* [Work to complete]
Read the records below and report each line in which "water" occurs.

*** Given data Section Begins ***

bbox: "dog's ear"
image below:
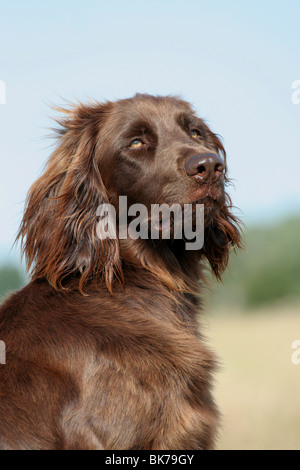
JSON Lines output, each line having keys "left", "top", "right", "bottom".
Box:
{"left": 196, "top": 123, "right": 242, "bottom": 278}
{"left": 17, "top": 101, "right": 123, "bottom": 294}
{"left": 203, "top": 194, "right": 243, "bottom": 280}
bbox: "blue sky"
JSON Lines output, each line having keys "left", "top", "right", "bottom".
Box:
{"left": 0, "top": 0, "right": 300, "bottom": 263}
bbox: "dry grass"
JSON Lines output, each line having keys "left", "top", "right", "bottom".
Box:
{"left": 204, "top": 302, "right": 300, "bottom": 450}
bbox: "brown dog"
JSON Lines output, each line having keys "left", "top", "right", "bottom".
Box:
{"left": 0, "top": 94, "right": 241, "bottom": 449}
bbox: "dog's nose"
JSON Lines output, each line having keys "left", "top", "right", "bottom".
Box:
{"left": 185, "top": 153, "right": 224, "bottom": 182}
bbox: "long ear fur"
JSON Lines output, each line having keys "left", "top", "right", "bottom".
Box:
{"left": 16, "top": 102, "right": 123, "bottom": 293}
{"left": 199, "top": 124, "right": 243, "bottom": 279}
{"left": 203, "top": 193, "right": 243, "bottom": 280}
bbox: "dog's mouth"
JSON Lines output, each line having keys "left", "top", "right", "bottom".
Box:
{"left": 115, "top": 183, "right": 225, "bottom": 241}
{"left": 188, "top": 184, "right": 226, "bottom": 228}
{"left": 148, "top": 198, "right": 219, "bottom": 239}
{"left": 190, "top": 183, "right": 224, "bottom": 205}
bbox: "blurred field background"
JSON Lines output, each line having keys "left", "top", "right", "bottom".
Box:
{"left": 210, "top": 306, "right": 300, "bottom": 450}
{"left": 204, "top": 217, "right": 300, "bottom": 449}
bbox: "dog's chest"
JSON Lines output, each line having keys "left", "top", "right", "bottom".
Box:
{"left": 74, "top": 297, "right": 217, "bottom": 449}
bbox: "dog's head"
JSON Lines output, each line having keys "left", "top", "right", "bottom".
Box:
{"left": 18, "top": 94, "right": 242, "bottom": 293}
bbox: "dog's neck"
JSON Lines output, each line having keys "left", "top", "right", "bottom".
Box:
{"left": 119, "top": 237, "right": 203, "bottom": 294}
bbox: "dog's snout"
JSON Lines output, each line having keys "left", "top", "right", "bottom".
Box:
{"left": 185, "top": 153, "right": 224, "bottom": 183}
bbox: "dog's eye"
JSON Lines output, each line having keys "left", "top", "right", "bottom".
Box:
{"left": 190, "top": 129, "right": 201, "bottom": 139}
{"left": 130, "top": 139, "right": 144, "bottom": 149}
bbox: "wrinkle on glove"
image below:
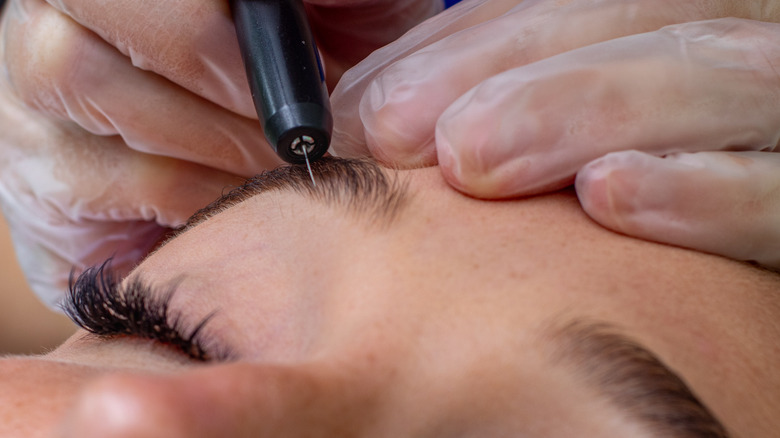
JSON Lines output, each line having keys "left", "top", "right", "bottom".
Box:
{"left": 0, "top": 77, "right": 243, "bottom": 308}
{"left": 1, "top": 196, "right": 166, "bottom": 308}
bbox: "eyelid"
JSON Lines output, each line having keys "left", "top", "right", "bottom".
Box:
{"left": 62, "top": 260, "right": 234, "bottom": 362}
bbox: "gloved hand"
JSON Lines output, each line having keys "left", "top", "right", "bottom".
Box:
{"left": 0, "top": 0, "right": 441, "bottom": 307}
{"left": 330, "top": 0, "right": 780, "bottom": 269}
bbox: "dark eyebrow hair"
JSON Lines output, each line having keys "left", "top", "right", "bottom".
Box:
{"left": 180, "top": 157, "right": 410, "bottom": 234}
{"left": 543, "top": 320, "right": 730, "bottom": 438}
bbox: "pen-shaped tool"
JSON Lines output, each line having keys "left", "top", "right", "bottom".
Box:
{"left": 230, "top": 0, "right": 332, "bottom": 184}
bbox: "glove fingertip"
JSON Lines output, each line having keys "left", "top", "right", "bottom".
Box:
{"left": 358, "top": 82, "right": 440, "bottom": 168}
{"left": 576, "top": 151, "right": 731, "bottom": 256}
{"left": 575, "top": 153, "right": 657, "bottom": 235}
{"left": 435, "top": 101, "right": 513, "bottom": 197}
{"left": 576, "top": 161, "right": 625, "bottom": 233}
{"left": 437, "top": 129, "right": 548, "bottom": 199}
{"left": 575, "top": 167, "right": 611, "bottom": 222}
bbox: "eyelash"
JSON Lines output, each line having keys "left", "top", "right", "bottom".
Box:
{"left": 62, "top": 260, "right": 231, "bottom": 362}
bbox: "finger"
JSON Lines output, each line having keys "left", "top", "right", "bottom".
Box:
{"left": 330, "top": 0, "right": 518, "bottom": 160}
{"left": 576, "top": 150, "right": 780, "bottom": 268}
{"left": 4, "top": 0, "right": 282, "bottom": 177}
{"left": 59, "top": 363, "right": 376, "bottom": 437}
{"left": 0, "top": 78, "right": 244, "bottom": 306}
{"left": 437, "top": 18, "right": 780, "bottom": 198}
{"left": 343, "top": 0, "right": 779, "bottom": 167}
{"left": 42, "top": 0, "right": 437, "bottom": 118}
{"left": 43, "top": 0, "right": 254, "bottom": 117}
{"left": 1, "top": 140, "right": 243, "bottom": 307}
{"left": 2, "top": 134, "right": 243, "bottom": 307}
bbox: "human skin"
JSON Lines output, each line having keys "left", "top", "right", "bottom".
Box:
{"left": 1, "top": 160, "right": 778, "bottom": 437}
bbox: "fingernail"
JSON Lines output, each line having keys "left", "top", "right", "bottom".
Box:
{"left": 577, "top": 155, "right": 638, "bottom": 232}
{"left": 435, "top": 90, "right": 545, "bottom": 197}
{"left": 365, "top": 77, "right": 388, "bottom": 113}
{"left": 436, "top": 128, "right": 465, "bottom": 192}
{"left": 360, "top": 74, "right": 438, "bottom": 166}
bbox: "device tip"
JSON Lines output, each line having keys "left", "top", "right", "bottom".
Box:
{"left": 300, "top": 141, "right": 316, "bottom": 187}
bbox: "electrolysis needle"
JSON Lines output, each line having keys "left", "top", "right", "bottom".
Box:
{"left": 290, "top": 135, "right": 317, "bottom": 186}
{"left": 301, "top": 141, "right": 316, "bottom": 187}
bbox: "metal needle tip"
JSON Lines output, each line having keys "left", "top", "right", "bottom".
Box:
{"left": 301, "top": 143, "right": 316, "bottom": 187}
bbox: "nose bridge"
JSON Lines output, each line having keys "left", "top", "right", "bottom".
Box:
{"left": 0, "top": 357, "right": 95, "bottom": 437}
{"left": 56, "top": 360, "right": 387, "bottom": 438}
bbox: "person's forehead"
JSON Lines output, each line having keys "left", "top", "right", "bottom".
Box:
{"left": 128, "top": 161, "right": 780, "bottom": 434}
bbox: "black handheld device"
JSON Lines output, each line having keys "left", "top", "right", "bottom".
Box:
{"left": 230, "top": 0, "right": 332, "bottom": 165}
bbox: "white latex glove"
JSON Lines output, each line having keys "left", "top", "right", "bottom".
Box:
{"left": 577, "top": 151, "right": 780, "bottom": 269}
{"left": 331, "top": 0, "right": 780, "bottom": 268}
{"left": 0, "top": 0, "right": 441, "bottom": 308}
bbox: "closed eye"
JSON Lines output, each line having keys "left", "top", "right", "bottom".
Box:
{"left": 61, "top": 259, "right": 232, "bottom": 362}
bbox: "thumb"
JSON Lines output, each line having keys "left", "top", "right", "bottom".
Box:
{"left": 576, "top": 150, "right": 780, "bottom": 268}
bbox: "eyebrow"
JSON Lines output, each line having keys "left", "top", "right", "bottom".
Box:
{"left": 543, "top": 320, "right": 730, "bottom": 438}
{"left": 180, "top": 157, "right": 410, "bottom": 233}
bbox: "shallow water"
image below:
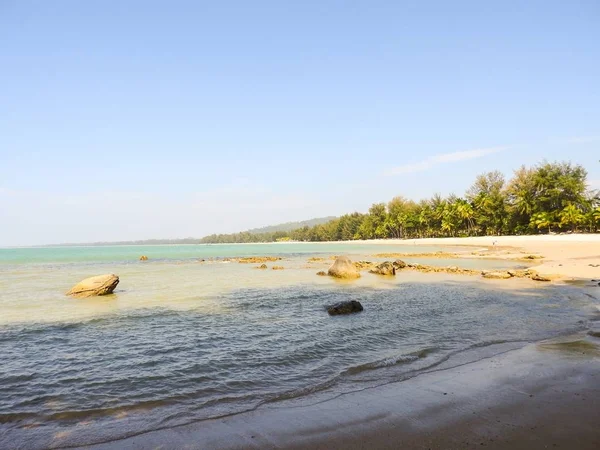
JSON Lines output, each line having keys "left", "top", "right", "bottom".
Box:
{"left": 0, "top": 244, "right": 596, "bottom": 449}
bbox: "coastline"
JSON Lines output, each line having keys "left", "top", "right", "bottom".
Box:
{"left": 311, "top": 234, "right": 600, "bottom": 280}
{"left": 81, "top": 334, "right": 600, "bottom": 450}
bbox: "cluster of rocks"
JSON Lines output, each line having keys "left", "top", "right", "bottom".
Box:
{"left": 481, "top": 269, "right": 551, "bottom": 282}
{"left": 237, "top": 256, "right": 282, "bottom": 264}
{"left": 322, "top": 256, "right": 553, "bottom": 283}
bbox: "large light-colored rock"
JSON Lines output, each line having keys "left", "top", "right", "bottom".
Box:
{"left": 328, "top": 256, "right": 360, "bottom": 279}
{"left": 66, "top": 274, "right": 119, "bottom": 298}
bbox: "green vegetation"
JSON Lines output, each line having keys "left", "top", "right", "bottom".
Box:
{"left": 200, "top": 161, "right": 600, "bottom": 243}
{"left": 247, "top": 217, "right": 337, "bottom": 234}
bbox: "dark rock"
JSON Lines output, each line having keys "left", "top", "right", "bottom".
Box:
{"left": 369, "top": 261, "right": 396, "bottom": 276}
{"left": 316, "top": 271, "right": 327, "bottom": 276}
{"left": 326, "top": 300, "right": 363, "bottom": 316}
{"left": 257, "top": 264, "right": 268, "bottom": 269}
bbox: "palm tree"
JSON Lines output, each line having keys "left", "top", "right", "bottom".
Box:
{"left": 454, "top": 198, "right": 475, "bottom": 235}
{"left": 530, "top": 212, "right": 553, "bottom": 234}
{"left": 559, "top": 204, "right": 584, "bottom": 232}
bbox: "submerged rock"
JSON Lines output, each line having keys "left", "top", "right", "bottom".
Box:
{"left": 328, "top": 256, "right": 360, "bottom": 279}
{"left": 507, "top": 269, "right": 534, "bottom": 278}
{"left": 66, "top": 274, "right": 119, "bottom": 298}
{"left": 369, "top": 261, "right": 396, "bottom": 276}
{"left": 481, "top": 270, "right": 513, "bottom": 280}
{"left": 326, "top": 300, "right": 363, "bottom": 316}
{"left": 237, "top": 256, "right": 282, "bottom": 264}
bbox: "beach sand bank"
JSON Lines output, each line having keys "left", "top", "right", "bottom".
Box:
{"left": 83, "top": 334, "right": 600, "bottom": 450}
{"left": 344, "top": 234, "right": 600, "bottom": 280}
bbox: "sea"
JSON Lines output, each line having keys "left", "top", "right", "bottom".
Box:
{"left": 0, "top": 243, "right": 597, "bottom": 449}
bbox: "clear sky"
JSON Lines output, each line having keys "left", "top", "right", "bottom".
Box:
{"left": 1, "top": 1, "right": 599, "bottom": 246}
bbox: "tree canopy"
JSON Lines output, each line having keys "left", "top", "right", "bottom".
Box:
{"left": 200, "top": 161, "right": 599, "bottom": 243}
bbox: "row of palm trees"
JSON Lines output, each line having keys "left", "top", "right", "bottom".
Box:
{"left": 200, "top": 161, "right": 600, "bottom": 243}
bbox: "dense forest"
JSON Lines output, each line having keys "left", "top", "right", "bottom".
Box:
{"left": 200, "top": 161, "right": 600, "bottom": 244}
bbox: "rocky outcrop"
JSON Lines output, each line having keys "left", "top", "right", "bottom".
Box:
{"left": 66, "top": 274, "right": 119, "bottom": 298}
{"left": 531, "top": 274, "right": 551, "bottom": 282}
{"left": 406, "top": 263, "right": 478, "bottom": 275}
{"left": 481, "top": 271, "right": 514, "bottom": 279}
{"left": 237, "top": 256, "right": 282, "bottom": 264}
{"left": 328, "top": 256, "right": 360, "bottom": 279}
{"left": 369, "top": 261, "right": 396, "bottom": 276}
{"left": 393, "top": 259, "right": 407, "bottom": 270}
{"left": 139, "top": 255, "right": 148, "bottom": 261}
{"left": 326, "top": 300, "right": 363, "bottom": 316}
{"left": 354, "top": 261, "right": 375, "bottom": 270}
{"left": 507, "top": 269, "right": 534, "bottom": 278}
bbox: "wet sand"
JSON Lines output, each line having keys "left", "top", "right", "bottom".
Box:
{"left": 82, "top": 335, "right": 600, "bottom": 450}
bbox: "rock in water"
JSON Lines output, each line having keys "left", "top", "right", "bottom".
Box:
{"left": 327, "top": 300, "right": 363, "bottom": 316}
{"left": 328, "top": 256, "right": 360, "bottom": 279}
{"left": 531, "top": 274, "right": 551, "bottom": 282}
{"left": 257, "top": 264, "right": 268, "bottom": 269}
{"left": 393, "top": 259, "right": 407, "bottom": 270}
{"left": 481, "top": 271, "right": 513, "bottom": 279}
{"left": 66, "top": 274, "right": 119, "bottom": 298}
{"left": 316, "top": 271, "right": 327, "bottom": 276}
{"left": 369, "top": 261, "right": 396, "bottom": 276}
{"left": 139, "top": 255, "right": 148, "bottom": 261}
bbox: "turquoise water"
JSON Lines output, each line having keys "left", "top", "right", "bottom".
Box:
{"left": 1, "top": 242, "right": 594, "bottom": 449}
{"left": 0, "top": 242, "right": 459, "bottom": 264}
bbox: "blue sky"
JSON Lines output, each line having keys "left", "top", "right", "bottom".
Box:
{"left": 1, "top": 0, "right": 599, "bottom": 246}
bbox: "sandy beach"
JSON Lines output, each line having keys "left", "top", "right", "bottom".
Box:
{"left": 346, "top": 234, "right": 600, "bottom": 280}
{"left": 83, "top": 334, "right": 600, "bottom": 450}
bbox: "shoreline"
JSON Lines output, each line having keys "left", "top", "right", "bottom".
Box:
{"left": 81, "top": 334, "right": 600, "bottom": 450}
{"left": 320, "top": 234, "right": 600, "bottom": 280}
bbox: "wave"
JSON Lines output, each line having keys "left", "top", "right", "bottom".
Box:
{"left": 342, "top": 347, "right": 439, "bottom": 376}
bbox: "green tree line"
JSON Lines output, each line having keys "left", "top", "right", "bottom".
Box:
{"left": 200, "top": 161, "right": 600, "bottom": 243}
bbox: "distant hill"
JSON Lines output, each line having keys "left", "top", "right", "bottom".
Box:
{"left": 246, "top": 217, "right": 337, "bottom": 234}
{"left": 45, "top": 217, "right": 338, "bottom": 247}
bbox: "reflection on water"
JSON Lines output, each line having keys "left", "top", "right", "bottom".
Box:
{"left": 0, "top": 244, "right": 593, "bottom": 449}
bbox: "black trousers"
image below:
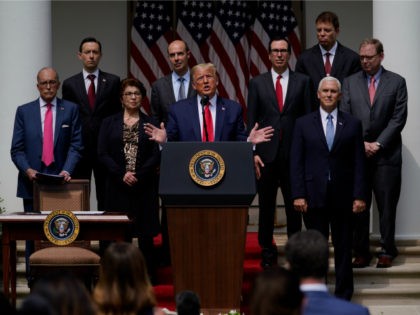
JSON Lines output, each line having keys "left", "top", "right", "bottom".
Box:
{"left": 353, "top": 162, "right": 401, "bottom": 258}
{"left": 257, "top": 155, "right": 302, "bottom": 249}
{"left": 303, "top": 184, "right": 354, "bottom": 301}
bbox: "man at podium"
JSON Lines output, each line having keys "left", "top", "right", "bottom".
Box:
{"left": 144, "top": 63, "right": 273, "bottom": 144}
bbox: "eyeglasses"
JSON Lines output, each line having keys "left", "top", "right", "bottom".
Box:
{"left": 360, "top": 54, "right": 379, "bottom": 61}
{"left": 270, "top": 49, "right": 289, "bottom": 55}
{"left": 123, "top": 92, "right": 142, "bottom": 97}
{"left": 38, "top": 80, "right": 58, "bottom": 87}
{"left": 195, "top": 74, "right": 215, "bottom": 84}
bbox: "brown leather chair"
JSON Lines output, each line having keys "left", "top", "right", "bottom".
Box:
{"left": 29, "top": 180, "right": 100, "bottom": 290}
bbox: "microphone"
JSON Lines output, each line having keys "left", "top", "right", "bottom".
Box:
{"left": 200, "top": 96, "right": 210, "bottom": 142}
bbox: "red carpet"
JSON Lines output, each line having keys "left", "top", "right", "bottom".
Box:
{"left": 152, "top": 232, "right": 263, "bottom": 313}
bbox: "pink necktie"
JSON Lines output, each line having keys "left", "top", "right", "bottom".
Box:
{"left": 42, "top": 103, "right": 54, "bottom": 166}
{"left": 202, "top": 104, "right": 214, "bottom": 142}
{"left": 324, "top": 52, "right": 332, "bottom": 76}
{"left": 369, "top": 76, "right": 376, "bottom": 105}
{"left": 87, "top": 74, "right": 96, "bottom": 110}
{"left": 276, "top": 75, "right": 283, "bottom": 112}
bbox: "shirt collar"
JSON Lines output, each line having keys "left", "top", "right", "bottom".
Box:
{"left": 319, "top": 107, "right": 338, "bottom": 121}
{"left": 172, "top": 69, "right": 190, "bottom": 83}
{"left": 300, "top": 283, "right": 328, "bottom": 292}
{"left": 271, "top": 68, "right": 289, "bottom": 81}
{"left": 83, "top": 69, "right": 99, "bottom": 79}
{"left": 319, "top": 41, "right": 338, "bottom": 56}
{"left": 39, "top": 97, "right": 57, "bottom": 107}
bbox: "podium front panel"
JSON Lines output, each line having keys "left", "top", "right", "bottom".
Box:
{"left": 159, "top": 142, "right": 256, "bottom": 206}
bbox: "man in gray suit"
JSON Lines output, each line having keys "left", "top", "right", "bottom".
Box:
{"left": 151, "top": 39, "right": 196, "bottom": 124}
{"left": 150, "top": 39, "right": 196, "bottom": 265}
{"left": 342, "top": 38, "right": 408, "bottom": 268}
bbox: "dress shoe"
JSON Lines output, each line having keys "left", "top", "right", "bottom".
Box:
{"left": 260, "top": 246, "right": 278, "bottom": 269}
{"left": 376, "top": 255, "right": 393, "bottom": 268}
{"left": 352, "top": 256, "right": 371, "bottom": 268}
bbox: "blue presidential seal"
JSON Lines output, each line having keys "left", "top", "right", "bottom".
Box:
{"left": 189, "top": 150, "right": 225, "bottom": 187}
{"left": 44, "top": 210, "right": 80, "bottom": 246}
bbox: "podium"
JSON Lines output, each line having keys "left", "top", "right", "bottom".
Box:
{"left": 159, "top": 142, "right": 256, "bottom": 310}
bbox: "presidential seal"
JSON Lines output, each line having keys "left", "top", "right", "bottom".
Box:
{"left": 44, "top": 210, "right": 80, "bottom": 246}
{"left": 189, "top": 150, "right": 225, "bottom": 187}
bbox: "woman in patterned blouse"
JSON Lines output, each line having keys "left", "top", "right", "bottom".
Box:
{"left": 98, "top": 78, "right": 160, "bottom": 282}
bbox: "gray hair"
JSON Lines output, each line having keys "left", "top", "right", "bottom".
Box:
{"left": 318, "top": 76, "right": 341, "bottom": 92}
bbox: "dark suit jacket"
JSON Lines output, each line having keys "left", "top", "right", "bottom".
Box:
{"left": 303, "top": 290, "right": 370, "bottom": 315}
{"left": 247, "top": 70, "right": 312, "bottom": 163}
{"left": 290, "top": 110, "right": 366, "bottom": 209}
{"left": 11, "top": 98, "right": 83, "bottom": 199}
{"left": 341, "top": 67, "right": 408, "bottom": 166}
{"left": 97, "top": 111, "right": 160, "bottom": 236}
{"left": 151, "top": 73, "right": 196, "bottom": 124}
{"left": 295, "top": 42, "right": 361, "bottom": 107}
{"left": 62, "top": 70, "right": 120, "bottom": 159}
{"left": 166, "top": 96, "right": 248, "bottom": 142}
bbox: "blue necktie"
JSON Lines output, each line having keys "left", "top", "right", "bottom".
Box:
{"left": 178, "top": 77, "right": 186, "bottom": 101}
{"left": 326, "top": 114, "right": 334, "bottom": 151}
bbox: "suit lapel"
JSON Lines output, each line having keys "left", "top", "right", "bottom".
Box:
{"left": 262, "top": 72, "right": 279, "bottom": 112}
{"left": 191, "top": 98, "right": 202, "bottom": 141}
{"left": 164, "top": 75, "right": 176, "bottom": 103}
{"left": 373, "top": 68, "right": 389, "bottom": 106}
{"left": 214, "top": 97, "right": 226, "bottom": 141}
{"left": 76, "top": 73, "right": 90, "bottom": 109}
{"left": 312, "top": 46, "right": 326, "bottom": 77}
{"left": 312, "top": 111, "right": 328, "bottom": 150}
{"left": 33, "top": 101, "right": 43, "bottom": 141}
{"left": 356, "top": 72, "right": 372, "bottom": 107}
{"left": 283, "top": 71, "right": 296, "bottom": 112}
{"left": 54, "top": 99, "right": 64, "bottom": 145}
{"left": 332, "top": 111, "right": 346, "bottom": 151}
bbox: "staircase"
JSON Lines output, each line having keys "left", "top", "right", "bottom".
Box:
{"left": 275, "top": 234, "right": 420, "bottom": 315}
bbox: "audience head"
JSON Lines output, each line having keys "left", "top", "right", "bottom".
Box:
{"left": 315, "top": 11, "right": 339, "bottom": 51}
{"left": 78, "top": 37, "right": 102, "bottom": 72}
{"left": 250, "top": 267, "right": 303, "bottom": 315}
{"left": 285, "top": 230, "right": 329, "bottom": 280}
{"left": 93, "top": 242, "right": 156, "bottom": 315}
{"left": 37, "top": 67, "right": 60, "bottom": 103}
{"left": 168, "top": 40, "right": 190, "bottom": 76}
{"left": 175, "top": 290, "right": 201, "bottom": 315}
{"left": 191, "top": 63, "right": 219, "bottom": 99}
{"left": 120, "top": 78, "right": 146, "bottom": 111}
{"left": 268, "top": 36, "right": 291, "bottom": 74}
{"left": 18, "top": 272, "right": 96, "bottom": 315}
{"left": 359, "top": 38, "right": 384, "bottom": 76}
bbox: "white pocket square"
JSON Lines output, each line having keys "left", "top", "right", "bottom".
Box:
{"left": 62, "top": 124, "right": 69, "bottom": 128}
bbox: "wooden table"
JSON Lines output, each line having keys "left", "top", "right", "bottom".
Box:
{"left": 0, "top": 212, "right": 132, "bottom": 306}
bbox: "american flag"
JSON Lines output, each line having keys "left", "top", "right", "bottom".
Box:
{"left": 130, "top": 0, "right": 301, "bottom": 115}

*** Given data Section Ends ***

* [Output of the task]
bbox: "shallow water"
bbox: "rock in water"
bbox: "turquoise water"
bbox: "reflection on water"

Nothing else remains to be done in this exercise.